▶ _WHAT TO WORK ON_
Please print everything from "Given two values" down to "in ascending order." in the binary search tree range problem below, copying it word for word.

LintCode-Search Range in Binary Search Tree

Given two values k1 and k2 (where k1 < k2) and a root pointer to a Binary Search Tree. Find all the keys of tree in range k1 to k2. i.e. print all x such that k1<=x<=k2 and x is a key of given BST. Return all the keys in ascending order.

Example

For example, if k1 = 10 and k2 = 22, then your function should print 12, 20 and 22.

20

/ \

8 22

/ \

4 12

Solution:

/**
* Definition of TreeNode:
* public class TreeNode {
*     public int val;
*     public TreeNode left, right;
*     public TreeNode(int val) {
*         this.val = val;
*         this.left = this.right = null;
*     }
* }
*/
public class Solution {
/**
* @param root: The root of the binary search tree.
* @param k1 and k2: range k1 to k2.

▶ _DATASET_
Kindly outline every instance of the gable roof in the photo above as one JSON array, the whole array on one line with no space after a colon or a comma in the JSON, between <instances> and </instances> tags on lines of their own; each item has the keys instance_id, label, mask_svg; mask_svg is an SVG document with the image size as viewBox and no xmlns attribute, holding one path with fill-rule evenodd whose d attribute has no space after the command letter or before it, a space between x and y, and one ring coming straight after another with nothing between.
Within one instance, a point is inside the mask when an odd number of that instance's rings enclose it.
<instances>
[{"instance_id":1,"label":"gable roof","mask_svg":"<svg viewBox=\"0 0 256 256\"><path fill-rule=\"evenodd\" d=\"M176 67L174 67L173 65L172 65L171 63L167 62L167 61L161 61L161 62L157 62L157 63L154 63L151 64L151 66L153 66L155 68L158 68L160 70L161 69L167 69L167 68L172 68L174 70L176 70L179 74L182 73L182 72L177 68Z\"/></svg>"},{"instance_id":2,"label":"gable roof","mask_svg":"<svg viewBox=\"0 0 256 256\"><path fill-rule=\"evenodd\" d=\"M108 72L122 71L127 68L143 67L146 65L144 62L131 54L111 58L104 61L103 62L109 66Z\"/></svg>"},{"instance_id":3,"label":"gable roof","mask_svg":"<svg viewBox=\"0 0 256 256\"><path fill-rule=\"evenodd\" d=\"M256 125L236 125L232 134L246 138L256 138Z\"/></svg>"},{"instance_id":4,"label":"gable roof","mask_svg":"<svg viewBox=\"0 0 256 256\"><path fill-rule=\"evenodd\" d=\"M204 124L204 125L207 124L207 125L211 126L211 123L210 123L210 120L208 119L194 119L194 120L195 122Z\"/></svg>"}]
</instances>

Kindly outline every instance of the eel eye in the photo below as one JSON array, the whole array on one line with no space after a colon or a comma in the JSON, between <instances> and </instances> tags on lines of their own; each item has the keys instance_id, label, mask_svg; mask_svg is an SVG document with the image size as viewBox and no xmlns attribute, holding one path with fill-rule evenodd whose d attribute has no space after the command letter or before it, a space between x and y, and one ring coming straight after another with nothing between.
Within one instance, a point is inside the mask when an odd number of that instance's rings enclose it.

▶ _TASK RESULT_
Given two values k1 and k2 (where k1 < k2) and a root pointer to a Binary Search Tree. Find all the keys of tree in range k1 to k2. i.e. print all x such that k1<=x<=k2 and x is a key of given BST. Return all the keys in ascending order.